(Photo-based referring expression data)
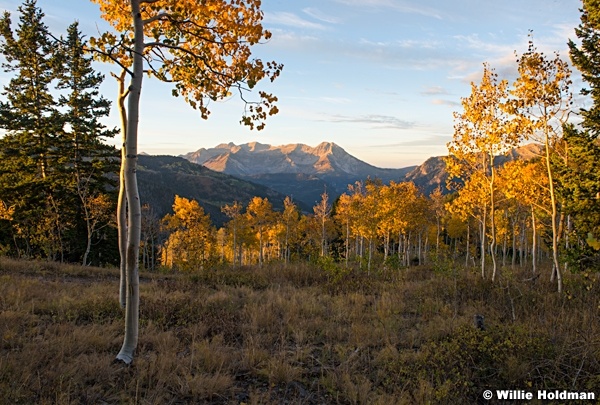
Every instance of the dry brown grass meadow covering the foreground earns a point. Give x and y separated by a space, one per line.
292 335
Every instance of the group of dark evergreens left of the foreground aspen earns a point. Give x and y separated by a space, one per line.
56 174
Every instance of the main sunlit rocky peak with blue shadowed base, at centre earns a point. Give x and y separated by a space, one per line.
298 170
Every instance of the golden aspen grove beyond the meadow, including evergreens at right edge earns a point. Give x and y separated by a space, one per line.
523 212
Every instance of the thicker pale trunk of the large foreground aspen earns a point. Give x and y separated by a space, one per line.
133 201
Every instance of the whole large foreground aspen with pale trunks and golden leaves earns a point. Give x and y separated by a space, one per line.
204 49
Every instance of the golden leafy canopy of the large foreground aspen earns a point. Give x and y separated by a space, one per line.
201 47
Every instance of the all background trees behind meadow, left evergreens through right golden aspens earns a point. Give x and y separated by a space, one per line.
57 177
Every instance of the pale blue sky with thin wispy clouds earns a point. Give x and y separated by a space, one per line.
380 78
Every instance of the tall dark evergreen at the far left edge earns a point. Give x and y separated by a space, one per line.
29 116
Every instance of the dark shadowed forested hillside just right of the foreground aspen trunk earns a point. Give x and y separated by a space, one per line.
160 178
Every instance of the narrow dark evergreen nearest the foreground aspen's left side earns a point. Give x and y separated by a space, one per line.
84 158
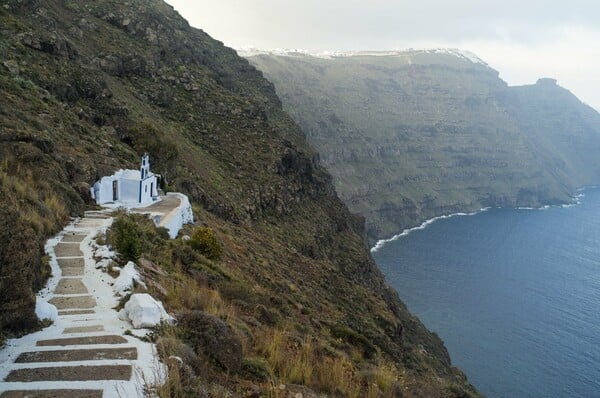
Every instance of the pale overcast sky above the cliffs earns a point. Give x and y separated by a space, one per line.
522 39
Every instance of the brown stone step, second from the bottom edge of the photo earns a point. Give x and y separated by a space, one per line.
71 373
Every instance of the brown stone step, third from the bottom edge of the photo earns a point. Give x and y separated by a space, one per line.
77 355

[Task item] The answer is the records above, repeated exactly, with no picture in it.

[Your solution]
Every instance of the dry brown grass meadow covering the foreground earns a point. Give x and y separated by a space, one per line.
292 335
Every instance of the group of dark evergreens left of the foreground aspen earns a point. Give x and y separated by a space, one per line.
56 174
Every instance of the main sunlit rocky peak with blue shadowed base, at centre earns a point. Give x and y separated by a space, one per line.
298 170
Every instance of the golden aspen grove beyond the meadow, including evergreens at right edge earns a point. Give x and y separated by a space, one per line.
523 212
Every instance of the thicker pale trunk of the large foreground aspen earns a point. Give x and y separated by a space, one per line.
133 201
Every instance of the whole large foreground aspen with pale trunks and golden leaves earns a point. Give x and y separated by a space, one per line.
204 49
Every instance of the golden leafy canopy of the large foreground aspen earns a point. Give x and y separated by a space, one per line.
201 47
Every instance of the all background trees behind meadow, left evergreens through right golden aspens earns a point. Give x and y separated by a space, one per line.
57 177
Every instance of the pale blue sky with thin wispy clouds earns a point. Give x and y separated by a space, one per line.
380 78
Every instance of the tall dark evergreen at the far left edge earns a point. Give x and y separated by a space, one per line.
29 116
Every instance of the dark shadowed forested hillside just right of the foreground aspen trunk earns a point. Give x and y separated by a space, one per line.
160 178
Every instance of the narrow dark evergreen nearest the foreground aspen's left side earns a point. Give x and y separated by a space, one per line.
84 158
Every instance of the pale overcast sky above the cliffs earns a point. Give x and y separated by a space, one per line.
522 39
Every instance of the brown stone step, second from the bottom edge of the photo earns a point. Give x and y separated by a space, one per line.
71 373
Every instance of the brown stone step, third from the bottom edge of the photo earns a point. Give x and y separated by a space, one per line.
77 355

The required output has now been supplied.